Down to the last line, copy the records below without any change.

====

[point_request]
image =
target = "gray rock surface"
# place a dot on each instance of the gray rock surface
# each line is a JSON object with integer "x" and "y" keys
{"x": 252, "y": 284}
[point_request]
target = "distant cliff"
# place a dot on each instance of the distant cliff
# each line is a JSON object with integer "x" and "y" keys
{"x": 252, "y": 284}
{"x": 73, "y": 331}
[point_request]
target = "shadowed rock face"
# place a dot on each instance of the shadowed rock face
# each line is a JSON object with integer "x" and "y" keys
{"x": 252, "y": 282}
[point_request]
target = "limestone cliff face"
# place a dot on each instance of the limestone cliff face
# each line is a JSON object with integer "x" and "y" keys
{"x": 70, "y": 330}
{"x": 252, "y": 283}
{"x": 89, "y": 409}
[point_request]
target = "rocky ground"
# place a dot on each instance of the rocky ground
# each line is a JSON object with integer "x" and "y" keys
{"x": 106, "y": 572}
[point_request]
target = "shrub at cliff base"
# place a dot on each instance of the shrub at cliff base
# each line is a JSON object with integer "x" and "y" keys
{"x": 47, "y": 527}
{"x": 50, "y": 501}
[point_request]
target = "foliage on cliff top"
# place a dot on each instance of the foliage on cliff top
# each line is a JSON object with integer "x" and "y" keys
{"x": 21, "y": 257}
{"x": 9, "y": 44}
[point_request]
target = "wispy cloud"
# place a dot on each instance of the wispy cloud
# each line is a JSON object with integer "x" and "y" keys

====

§ **Expected output**
[point_request]
image =
target = "gray rock surface"
# place a dot on each instance of the gray rock surface
# each line is a JSON object with integer "x" and "y" keys
{"x": 252, "y": 284}
[point_request]
target = "distant cliff"
# place a dot on each instance of the distant cliff
# each line is a JSON object with integer "x" and "y" keys
{"x": 252, "y": 284}
{"x": 73, "y": 331}
[point_request]
target = "shadowed rock face"
# place a dot on each instance of the shadowed rock face
# each line is a JSON object with integer "x" and "y" keys
{"x": 252, "y": 282}
[point_request]
target = "limestone cliff face"
# place a dot on each instance of the limestone cliff face
# each line is a JSON object with integer "x" and "y" keys
{"x": 70, "y": 330}
{"x": 252, "y": 283}
{"x": 89, "y": 409}
[point_request]
target = "rocky ground"
# place a dot on each instance of the rocky ground
# each line is a JSON object with integer "x" and "y" keys
{"x": 106, "y": 572}
[point_request]
target = "shrub at cliff base"
# place a dot on each instance of the shrub at cliff base
# each line is a JSON object with integer "x" and "y" keys
{"x": 47, "y": 527}
{"x": 50, "y": 501}
[point_request]
target = "foliage on cliff top"
# place a dot on each instance of the foliage on cliff top
# each line is a JSON object with integer "x" and "y" keys
{"x": 21, "y": 257}
{"x": 9, "y": 44}
[point_request]
target = "wispy cloud"
# place a dot on each instance of the wispy cloud
# each line is a JSON object with integer "x" and "y" keys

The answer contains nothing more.